Production readiness

Have you ever launched a new service to production? Have you ever been maintaining a production service? If you answer “yes” to one of these questions, have you been guided during the process? What’s good or bad to do in production? And how do you transfer knowledge when new team members want to release production services or take the ownership of existing services?

Most companies end up having organically grown wild west approaches when it comes to production practices. Each team would figure out their tools and best practices themselves with trial-error. This reality often has a real tax not only on the success of the projects but also on engineers.

Trial-error culture creates an environment where finger pointing and blaming is more common. Once these behaviors are common, it becomes harder to learn from mistakes or not to repeat them again.

Successful organizations:

  • acknowledge the need of production guidelines
  • spend time on researching practices that apply to them
  • start having production readiness discussions when designing new systems or components
  • enforce production readiness practices

Production readiness involve a “review” process. Reviews can be a checklist or a questionnaire. Reviews can be done manually, automatically or both. Organizations can produce checklist templates rather than a static list of requirements that can be customized based on the needs. By doing so, it is possible to give engineers a way to inherit knowledge but also enough flexibility when it is required.

## MATERIAL SHOWN
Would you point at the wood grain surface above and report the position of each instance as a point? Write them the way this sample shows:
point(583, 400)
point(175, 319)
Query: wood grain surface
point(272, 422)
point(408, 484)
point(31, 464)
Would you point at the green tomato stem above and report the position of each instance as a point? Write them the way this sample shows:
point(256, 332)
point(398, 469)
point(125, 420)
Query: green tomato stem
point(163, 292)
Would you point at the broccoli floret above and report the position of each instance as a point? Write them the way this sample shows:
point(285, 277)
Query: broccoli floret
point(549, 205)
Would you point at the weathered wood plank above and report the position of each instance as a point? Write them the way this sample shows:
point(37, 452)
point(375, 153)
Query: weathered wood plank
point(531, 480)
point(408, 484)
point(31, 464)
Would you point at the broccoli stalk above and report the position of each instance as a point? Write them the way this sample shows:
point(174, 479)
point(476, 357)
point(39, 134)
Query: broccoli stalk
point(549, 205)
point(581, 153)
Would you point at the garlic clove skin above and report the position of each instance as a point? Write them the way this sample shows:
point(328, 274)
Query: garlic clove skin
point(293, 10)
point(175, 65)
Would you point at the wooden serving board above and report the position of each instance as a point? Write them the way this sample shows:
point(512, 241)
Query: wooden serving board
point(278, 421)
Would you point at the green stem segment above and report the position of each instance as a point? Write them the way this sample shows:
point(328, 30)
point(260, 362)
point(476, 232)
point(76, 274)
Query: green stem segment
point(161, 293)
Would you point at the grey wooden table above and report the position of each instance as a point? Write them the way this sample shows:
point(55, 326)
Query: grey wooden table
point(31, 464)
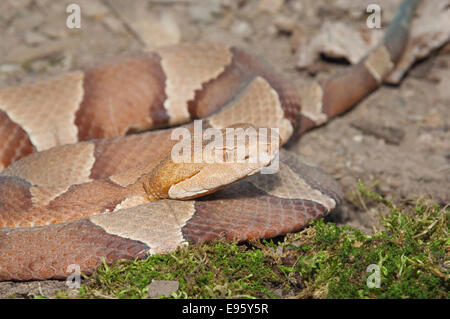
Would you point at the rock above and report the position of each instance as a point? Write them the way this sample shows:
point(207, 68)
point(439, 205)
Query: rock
point(158, 288)
point(33, 38)
point(391, 135)
point(285, 24)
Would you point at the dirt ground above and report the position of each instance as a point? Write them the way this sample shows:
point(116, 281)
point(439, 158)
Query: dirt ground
point(399, 136)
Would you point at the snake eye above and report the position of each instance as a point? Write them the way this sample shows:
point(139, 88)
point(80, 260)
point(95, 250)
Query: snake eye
point(220, 166)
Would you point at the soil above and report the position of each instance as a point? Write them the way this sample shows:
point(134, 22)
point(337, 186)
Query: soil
point(398, 137)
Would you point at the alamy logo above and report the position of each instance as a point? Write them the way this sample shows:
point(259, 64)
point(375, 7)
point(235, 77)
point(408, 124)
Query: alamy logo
point(236, 144)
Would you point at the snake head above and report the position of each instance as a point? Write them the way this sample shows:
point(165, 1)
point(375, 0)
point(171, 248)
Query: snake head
point(212, 163)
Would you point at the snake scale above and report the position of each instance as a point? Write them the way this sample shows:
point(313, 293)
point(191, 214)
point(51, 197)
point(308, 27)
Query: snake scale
point(76, 187)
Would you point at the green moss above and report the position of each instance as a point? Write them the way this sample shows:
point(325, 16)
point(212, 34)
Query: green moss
point(411, 254)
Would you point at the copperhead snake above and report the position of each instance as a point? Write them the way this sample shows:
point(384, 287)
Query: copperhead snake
point(76, 187)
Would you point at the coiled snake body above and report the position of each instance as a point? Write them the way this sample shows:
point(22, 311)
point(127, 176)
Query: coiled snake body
point(117, 196)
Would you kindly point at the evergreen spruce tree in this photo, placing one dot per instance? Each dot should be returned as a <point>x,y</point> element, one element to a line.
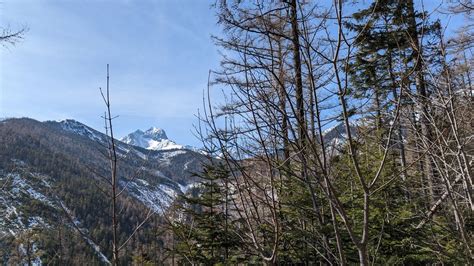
<point>205,233</point>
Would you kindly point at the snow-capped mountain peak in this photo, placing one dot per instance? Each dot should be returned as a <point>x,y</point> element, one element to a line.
<point>152,139</point>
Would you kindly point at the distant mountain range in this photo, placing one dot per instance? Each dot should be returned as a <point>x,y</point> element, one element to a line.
<point>56,169</point>
<point>49,168</point>
<point>152,139</point>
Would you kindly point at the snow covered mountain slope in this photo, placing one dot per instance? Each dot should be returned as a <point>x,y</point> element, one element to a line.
<point>48,169</point>
<point>151,139</point>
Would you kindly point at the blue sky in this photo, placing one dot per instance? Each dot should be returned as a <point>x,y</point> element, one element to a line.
<point>159,53</point>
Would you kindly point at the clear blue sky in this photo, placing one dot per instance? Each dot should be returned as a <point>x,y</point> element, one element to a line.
<point>159,52</point>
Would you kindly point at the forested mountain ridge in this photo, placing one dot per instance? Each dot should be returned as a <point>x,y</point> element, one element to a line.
<point>51,173</point>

## TO DO
Continue the text above on production readiness, picking up after its final sentence.

## RESULT
When to review a service for production readiness?

Production readiness reviews is not only useful right before pushing to production, they can be a protocol when handing off operational responsibilities to a different team or to a new hire. Use reviews when:

  • Launching a new production service.
  • Handing off the operations of an existing production service to another team such as SRE.
  • Handing off the operations of an existing production service to new individuals.
  • Preparing oncall support.

Production readiness checklists

A while ago, I published an example checklist for production readiness as an example of what they can cover. Even though the list came to existence when working with Google Cloud customers, it is useful and applicable outside of Google Cloud.

Design and Development

  • Have reproducible builds, your build shouldn’t require access to external services and shouldn’t be affected by an outage of an external system.
  • Define and set SLOs for your service at design time.
  • Document the availability expectations of external services you depend on.
  • Avoid single points of failures by not depending on single global resource. Have the resource replicated or have a proper fallback (e.g. hardcoded value) when resource is not available.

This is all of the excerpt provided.